Your answer should be the records, restated word for word.

• EXCERPTED DATA
|---|

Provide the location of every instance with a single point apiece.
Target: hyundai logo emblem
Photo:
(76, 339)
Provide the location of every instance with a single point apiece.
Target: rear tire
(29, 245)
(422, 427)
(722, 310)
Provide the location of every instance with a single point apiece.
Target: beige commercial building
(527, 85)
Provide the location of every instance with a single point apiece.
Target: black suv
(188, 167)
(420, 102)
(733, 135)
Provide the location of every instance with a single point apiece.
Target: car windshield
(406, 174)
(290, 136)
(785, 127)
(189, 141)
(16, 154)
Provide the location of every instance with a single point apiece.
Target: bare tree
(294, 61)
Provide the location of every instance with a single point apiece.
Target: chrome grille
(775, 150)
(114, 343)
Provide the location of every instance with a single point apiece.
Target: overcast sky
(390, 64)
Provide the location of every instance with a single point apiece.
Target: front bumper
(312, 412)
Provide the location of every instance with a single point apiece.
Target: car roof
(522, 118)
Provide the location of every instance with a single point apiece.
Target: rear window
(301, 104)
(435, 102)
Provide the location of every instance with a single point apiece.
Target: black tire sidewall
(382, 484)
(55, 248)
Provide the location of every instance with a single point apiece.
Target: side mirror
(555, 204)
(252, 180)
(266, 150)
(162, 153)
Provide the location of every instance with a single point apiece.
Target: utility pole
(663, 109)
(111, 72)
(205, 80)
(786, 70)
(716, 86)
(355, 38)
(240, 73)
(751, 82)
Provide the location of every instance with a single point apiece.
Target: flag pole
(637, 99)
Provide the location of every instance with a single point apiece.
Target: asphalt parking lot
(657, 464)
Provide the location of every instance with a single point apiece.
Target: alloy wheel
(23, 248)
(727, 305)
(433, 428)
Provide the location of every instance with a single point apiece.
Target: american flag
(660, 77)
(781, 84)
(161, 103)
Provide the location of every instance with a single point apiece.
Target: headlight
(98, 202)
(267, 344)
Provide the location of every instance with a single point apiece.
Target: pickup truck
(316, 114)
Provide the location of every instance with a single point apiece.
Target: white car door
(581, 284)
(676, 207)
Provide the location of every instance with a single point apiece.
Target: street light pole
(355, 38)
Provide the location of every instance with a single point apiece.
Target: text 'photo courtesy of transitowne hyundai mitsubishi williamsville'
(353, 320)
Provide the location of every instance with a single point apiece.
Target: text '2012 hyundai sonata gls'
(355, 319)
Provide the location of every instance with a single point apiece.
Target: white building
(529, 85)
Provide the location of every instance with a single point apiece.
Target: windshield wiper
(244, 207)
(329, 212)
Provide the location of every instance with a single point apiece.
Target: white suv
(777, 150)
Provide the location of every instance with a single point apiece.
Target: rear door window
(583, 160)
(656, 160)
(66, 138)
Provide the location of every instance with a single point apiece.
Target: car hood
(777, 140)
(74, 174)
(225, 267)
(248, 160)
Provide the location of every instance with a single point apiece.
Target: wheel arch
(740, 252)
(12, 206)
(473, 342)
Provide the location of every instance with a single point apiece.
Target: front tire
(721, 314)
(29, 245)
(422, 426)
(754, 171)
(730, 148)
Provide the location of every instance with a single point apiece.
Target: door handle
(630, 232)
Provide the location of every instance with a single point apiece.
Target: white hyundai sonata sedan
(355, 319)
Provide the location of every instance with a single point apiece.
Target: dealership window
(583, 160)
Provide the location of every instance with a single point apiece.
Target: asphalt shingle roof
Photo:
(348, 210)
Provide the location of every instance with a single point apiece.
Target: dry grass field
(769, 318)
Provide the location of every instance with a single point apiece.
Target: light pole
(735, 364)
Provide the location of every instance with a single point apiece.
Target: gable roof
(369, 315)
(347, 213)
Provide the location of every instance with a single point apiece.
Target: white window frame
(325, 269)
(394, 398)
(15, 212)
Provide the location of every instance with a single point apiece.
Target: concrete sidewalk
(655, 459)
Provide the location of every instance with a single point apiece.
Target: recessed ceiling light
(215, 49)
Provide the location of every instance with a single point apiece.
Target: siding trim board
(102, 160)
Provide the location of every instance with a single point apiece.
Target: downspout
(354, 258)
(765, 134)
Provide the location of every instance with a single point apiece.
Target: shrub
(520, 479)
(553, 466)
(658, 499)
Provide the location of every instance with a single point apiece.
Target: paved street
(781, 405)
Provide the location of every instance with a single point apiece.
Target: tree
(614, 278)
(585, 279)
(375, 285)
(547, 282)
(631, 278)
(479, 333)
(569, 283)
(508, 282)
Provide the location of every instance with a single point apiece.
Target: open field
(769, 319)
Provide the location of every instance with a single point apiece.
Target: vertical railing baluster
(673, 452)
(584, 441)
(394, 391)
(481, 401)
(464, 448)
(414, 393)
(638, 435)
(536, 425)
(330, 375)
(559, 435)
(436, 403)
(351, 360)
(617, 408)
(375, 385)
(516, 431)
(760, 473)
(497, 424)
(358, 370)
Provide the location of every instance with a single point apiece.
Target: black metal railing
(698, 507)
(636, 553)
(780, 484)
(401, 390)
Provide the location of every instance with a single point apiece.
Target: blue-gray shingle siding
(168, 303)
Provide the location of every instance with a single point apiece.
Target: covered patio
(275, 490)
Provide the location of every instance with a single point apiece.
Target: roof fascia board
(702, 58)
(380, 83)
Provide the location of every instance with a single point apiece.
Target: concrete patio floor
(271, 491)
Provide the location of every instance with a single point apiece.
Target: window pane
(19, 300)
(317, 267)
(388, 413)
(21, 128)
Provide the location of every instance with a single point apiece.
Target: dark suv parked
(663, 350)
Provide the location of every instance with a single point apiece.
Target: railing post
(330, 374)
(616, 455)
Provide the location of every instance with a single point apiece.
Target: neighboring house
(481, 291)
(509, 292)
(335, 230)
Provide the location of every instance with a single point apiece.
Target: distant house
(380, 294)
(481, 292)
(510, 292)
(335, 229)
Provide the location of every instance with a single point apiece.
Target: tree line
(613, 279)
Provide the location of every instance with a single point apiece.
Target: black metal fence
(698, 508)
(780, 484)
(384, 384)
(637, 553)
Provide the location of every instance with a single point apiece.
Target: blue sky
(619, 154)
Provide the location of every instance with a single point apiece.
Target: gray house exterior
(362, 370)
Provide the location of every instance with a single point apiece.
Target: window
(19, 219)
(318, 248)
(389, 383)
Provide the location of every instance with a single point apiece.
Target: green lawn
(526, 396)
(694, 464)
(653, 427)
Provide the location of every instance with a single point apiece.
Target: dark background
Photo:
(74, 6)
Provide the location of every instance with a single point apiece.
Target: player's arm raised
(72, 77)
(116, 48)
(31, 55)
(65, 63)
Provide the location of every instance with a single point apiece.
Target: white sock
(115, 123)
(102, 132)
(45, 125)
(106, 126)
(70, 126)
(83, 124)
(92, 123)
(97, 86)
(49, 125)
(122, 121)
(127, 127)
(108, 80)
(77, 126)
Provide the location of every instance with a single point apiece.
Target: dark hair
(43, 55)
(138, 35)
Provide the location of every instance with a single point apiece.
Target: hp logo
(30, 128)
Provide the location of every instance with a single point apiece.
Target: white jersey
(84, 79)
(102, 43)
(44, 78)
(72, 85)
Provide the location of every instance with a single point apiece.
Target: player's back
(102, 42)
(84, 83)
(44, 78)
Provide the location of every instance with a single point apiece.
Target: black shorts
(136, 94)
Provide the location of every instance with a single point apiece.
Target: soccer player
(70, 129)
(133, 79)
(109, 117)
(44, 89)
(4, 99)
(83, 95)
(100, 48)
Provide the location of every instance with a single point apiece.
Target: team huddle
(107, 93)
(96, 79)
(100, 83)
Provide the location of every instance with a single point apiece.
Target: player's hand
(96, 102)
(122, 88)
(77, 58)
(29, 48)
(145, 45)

|---|

• ANSWER TO THE EXERCISE
Provide the location of every instance with a single point apiece.
Target: hyundai logo emblem
Photo:
(76, 339)
Provide the location of every instance with a single point apiece.
Target: rear tire
(29, 245)
(422, 427)
(722, 310)
Provide the location of every instance with a single point apiece.
Target: beige commercial building
(527, 85)
Provide the location of every instance with a single point apiece.
Target: black suv
(188, 167)
(420, 102)
(733, 135)
Provide the location of every instance with a single point apiece.
Target: car windshield
(406, 174)
(290, 136)
(785, 127)
(189, 141)
(16, 154)
Provide the location of every instance with a single point apiece.
Target: bare tree
(294, 61)
Provide the location of every instance with a single point apiece.
Target: chrome grille
(775, 150)
(114, 343)
Provide the location of every instance with a single point apiece.
Target: overcast sky
(390, 64)
Provide the location of every instance with a single point apiece.
Target: front bumper
(312, 412)
Provide the location of every instance with a single point apiece.
Target: car roof
(522, 118)
Provide the location of every instance with a single point apiece.
Target: rear window
(301, 104)
(435, 102)
Provide the location of every instance with a single point apiece.
Target: black tire sidewall
(382, 484)
(55, 248)
Provide the location of every instance with a single point apiece.
Target: side mirror
(555, 204)
(252, 180)
(266, 150)
(162, 153)
Provide the location of every instance with a single point apiece.
Target: utility pole
(663, 109)
(111, 72)
(205, 80)
(786, 70)
(716, 86)
(355, 38)
(240, 73)
(751, 82)
Provide the location of every instance with a single point apiece.
Target: flag pole
(637, 99)
Provide the location of every instance with a single point apiece.
Target: asphalt parking lot
(657, 464)
Provide the location of every instance with a single point apiece.
Target: alloy wheel
(23, 248)
(727, 305)
(433, 428)
Provide the location of every instance with a single point apiece.
Target: american flag
(660, 77)
(781, 84)
(161, 103)
Provide the location of every instance with a single point apiece.
Target: headlight
(98, 202)
(267, 344)
Provide the location of every instance with a single point apiece.
Target: pickup truck
(316, 114)
Provide the location of every instance with a single point apiece.
Target: white car door
(581, 284)
(676, 207)
Provide the location of every instance with a single point apiece.
Target: street light pole
(355, 38)
Provide the location of every instance with a single point apiece.
Target: text 'photo courtesy of transitowne hyundai mitsubishi williamsville'
(353, 320)
Provide the location of every instance with a single point apiece.
Target: text '2012 hyundai sonata gls'
(355, 319)
Provide the location of every instance with a single point apiece.
Target: white building
(529, 85)
Provide the location of every instance with a single point apiece.
Target: windshield wiper
(244, 207)
(329, 212)
Provide the location of every instance with a single point apiece.
Target: white suv
(777, 150)
Provide the location of every instance with a single point apiece.
Target: rear door window
(583, 160)
(656, 160)
(66, 138)
Provide the location of every instance with a single point apiece.
Target: car hood
(777, 140)
(74, 174)
(225, 267)
(248, 160)
Provide the location of every instance with a single point apiece.
Target: wheel arch
(740, 252)
(12, 206)
(473, 342)
Provide the location of every instance with a single point apiece.
Target: front tire
(721, 314)
(29, 245)
(422, 426)
(754, 171)
(730, 148)
Provide the location of every instance with a single point apiece.
Target: door handle
(630, 232)
Provide the location of every instance with a single point apiece.
Target: white hyundai sonata sedan
(355, 319)
Provide the location of every instance with a single point apiece.
Target: dealership window
(583, 160)
Provide the location of every instance with a single point apiece.
Target: asphalt shingle roof
Photo:
(348, 210)
Provide the location of every instance with a single point apiece.
Target: dry grass field
(769, 318)
Provide the location of every instance with a single point apiece.
Target: light pole
(735, 364)
Provide the location of every instance with a single point apiece.
Target: gable roof
(369, 315)
(347, 213)
Provide the location of every instance with a single point apiece.
Target: white window frame
(325, 269)
(394, 398)
(15, 212)
Provide the location of every instance with a single point apiece.
Target: concrete sidewalk
(655, 459)
Provide the location of every instance with a single point apiece.
Target: recessed ceiling light
(215, 49)
Provide the location of every instance with a single point apiece.
Target: siding trim board
(102, 160)
Provide the location of every instance with a single point apiece.
Target: downspout
(354, 258)
(765, 134)
Provide the location of every instance with a single point apiece.
Target: shrub
(520, 479)
(553, 466)
(658, 499)
Provide the location of every instance with a single point apiece.
Target: paved street
(781, 405)
Provide the location of every instance with a single point apiece.
Target: tree
(614, 278)
(585, 279)
(375, 285)
(547, 282)
(631, 278)
(479, 333)
(569, 283)
(508, 282)
Provide the location of every instance with a single point apiece.
Target: open field
(769, 319)
Provide the location of every instance with a single point apiece.
Target: vertical railing baluster
(673, 452)
(584, 441)
(394, 391)
(481, 401)
(464, 448)
(414, 393)
(638, 435)
(536, 425)
(330, 375)
(559, 435)
(436, 403)
(351, 360)
(617, 408)
(375, 385)
(516, 431)
(760, 473)
(497, 424)
(358, 370)
Provide the location of every instance with a single point apiece.
Target: black metal railing
(698, 507)
(636, 553)
(780, 484)
(401, 390)
Provide the location of every instance with a single point apiece.
Target: blue-gray shingle siding
(168, 303)
Provide the location of every instance with a single point apiece.
Target: covered patio
(275, 490)
Provide the location of every instance with a single point apiece.
Target: roof fascia board
(702, 58)
(380, 83)
Provide the location of every instance with a single point apiece.
Target: concrete patio floor
(271, 491)
Provide the location of every instance with a single point apiece.
Target: window pane
(19, 300)
(317, 267)
(388, 413)
(21, 128)
Provide the location of every instance with a single point apiece.
Target: dark suv parked
(663, 350)
Provide the location of every instance with a single point apiece.
Target: railing post
(330, 374)
(616, 455)
Provide the location of every instance with a single point apiece.
Target: neighboring house
(481, 291)
(509, 292)
(335, 230)
Provide the location of every instance with a single point apiece.
Target: distant house
(380, 294)
(481, 292)
(510, 292)
(335, 229)
Provide the location of every instance with a single point apiece.
Target: tree line
(613, 279)
Provide the location of every instance with a single point apiece.
Target: black metal fence
(698, 508)
(780, 484)
(384, 384)
(637, 553)
Provide the location of every instance with a single point apiece.
Target: blue sky
(619, 154)
Provide the location of every instance with a single point apiece.
Target: gray house exterior
(362, 370)
Provide the location of every instance with a single point apiece.
Target: window
(19, 219)
(318, 248)
(389, 383)
Provide the location of every instance with a single point apiece.
Target: green lawn
(526, 396)
(694, 464)
(653, 427)
Provide the location of every instance with a single point apiece.
Target: dark background
Photo:
(74, 6)
Provide the location of every instance with a single point apiece.
Target: player's arm raised
(72, 77)
(116, 48)
(31, 55)
(65, 63)
Provide the location of every instance with a single point apiece.
Target: white sock
(115, 123)
(102, 132)
(45, 125)
(106, 126)
(70, 126)
(83, 124)
(92, 123)
(97, 86)
(49, 125)
(122, 121)
(127, 127)
(108, 80)
(77, 126)
Provide the location of every instance with a single point apiece.
Target: dark hair
(43, 55)
(138, 35)
Provide the location of every instance with a single point apiece.
Target: hp logo
(30, 128)
Provide the location of every instance with a single point apiece.
Target: white jersey
(84, 79)
(102, 43)
(44, 78)
(72, 85)
Provide the location of every instance with a single point apiece.
Target: player's back
(102, 42)
(84, 83)
(44, 78)
Provide the location of every instance with a single point apiece.
Target: black shorts
(136, 94)
Provide the location of every instance with a single point apiece.
Target: soccer player
(70, 129)
(133, 79)
(109, 117)
(44, 89)
(4, 99)
(83, 95)
(100, 48)
Provide the location of every instance with a single point apiece.
Target: team huddle
(107, 93)
(96, 79)
(100, 83)
Provide the location of every instance with a single point apiece.
Target: player's hand
(96, 102)
(122, 88)
(77, 58)
(29, 48)
(145, 45)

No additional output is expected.